--- BEGIN Document section ---

Rudolf Hess (1894-1987), the deputy leader of the Nazi Party, is sometimes credited with proofreading the Mein Kampf text and adding the idea of Lebensraum to Hitler's vision of an all-powerful Third Reich. Lebensraum, however, was not a new concept. 'Lebensraum' was first coined by the geographer Friedrich Ratzel (1844-1904) in the 19th century. In the years leading up to WWI, the concept began to be used in closer relation to territorial expansion, and so it became popular with conservative nationalist thinkers and political parties in Germany. The German geopolitician Karl Haushofer (1869-1946) was an advocate of Lebensraum in Central and Eastern Europe. Hitler, then, as in so many other cases, drew on Germanic traditions to increase his popularity. After Mein Kampf, the idea of Lebensraum was repeated in Hitler's second book, written in 1928 but never published. The idea was again promoted in 1930, this time by Alfred Rosenberg (1893-1946), the Nazi racial theorist, in his major work, Myth of the Twentieth Century (Der Mythus des Zwanzigsten Jahrhunderts). Hitler was still talking about the concept in such meetings as that recorded by the Hossbach Memorandum of 1934 when he first revealed his foreign policy objectives to his top military commanders. In short, through Nazi public meetings, books, pamphlets, and speeches, Lebensraum would have become a familiar term to a great many Germans by the end of the 1930s.

Hitler, Nuremberg Rally
Hitler, Nuremberg Rally
Bundesarchiv, Bild 183-2006-0329-502 (CC BY-SA)

--- END Document section ---
--- BEGIN Given records ---

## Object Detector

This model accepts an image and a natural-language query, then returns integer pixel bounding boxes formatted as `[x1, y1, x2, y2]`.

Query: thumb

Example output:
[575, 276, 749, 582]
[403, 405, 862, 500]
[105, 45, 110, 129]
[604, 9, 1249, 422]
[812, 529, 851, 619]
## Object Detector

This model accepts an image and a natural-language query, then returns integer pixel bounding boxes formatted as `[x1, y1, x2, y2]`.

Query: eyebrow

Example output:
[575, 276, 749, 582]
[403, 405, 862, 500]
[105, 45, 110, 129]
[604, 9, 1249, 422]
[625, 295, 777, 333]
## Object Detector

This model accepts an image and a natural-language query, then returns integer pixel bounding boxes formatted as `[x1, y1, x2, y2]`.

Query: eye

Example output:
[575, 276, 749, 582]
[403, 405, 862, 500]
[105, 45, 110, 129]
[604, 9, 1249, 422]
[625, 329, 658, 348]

--- END Given records ---

- **The tasks**:
1) List every person in the passage on Lebensraum whose birth and death years it gives, along with those years.
2) Using the passage on Lebensraum, answer each of these:
(a) Who first coined the term 'Lebensraum', and in which century?
(b) In what year was Hitler's second book written, and was it published?
(c) In what year did Alfred Rosenberg promote the idea, and in which work?
3) Carry on the passage on Lebensraum from its last sentence, keeping its tone.
The records have no connection to the passage on Lebensraum.

- **In response**:
1)
- Rudolf Hess (1894-1987)
- Friedrich Ratzel (1844-1904)
- Karl Haushofer (1869-1946)
- Alfred Rosenberg (1893-1946)

2)
(a) The geographer Friedrich Ratzel, in the 19th century.
(b) It was written in 1928 and never published.
(c) In 1930, in Myth of the Twentieth Century (Der Mythus des Zwanzigsten Jahrhunderts).

3)
For Hitler, Lebensraum was a necessity, given the high population density of Germany. The state had a population of around 70 million in 1939, leading Hitler to say that figure was 20 million too many for the space available. Hitler sought a redistribution of the lands to the east and justified this in such simple terms as 'might is right' and racial superiority over others (see below). Additional justifications included his idea that the USSR had much more land than it needed. In Mein Kampf, Hitler wrote: "It cannot be God's plan to give one people fifty times more land than another" (Range, 91). Further, he considered current frontiers entirely flexible, as expressed in a speech at Kiel: "Land has been in a constant state of redistribution for millennia. It would be insane to suggest that this game is suddenly over – and that the current state of distribution is set forever" (Range, 182).

The resources needed for war & the desire for war to gain resources became inseparable objectives.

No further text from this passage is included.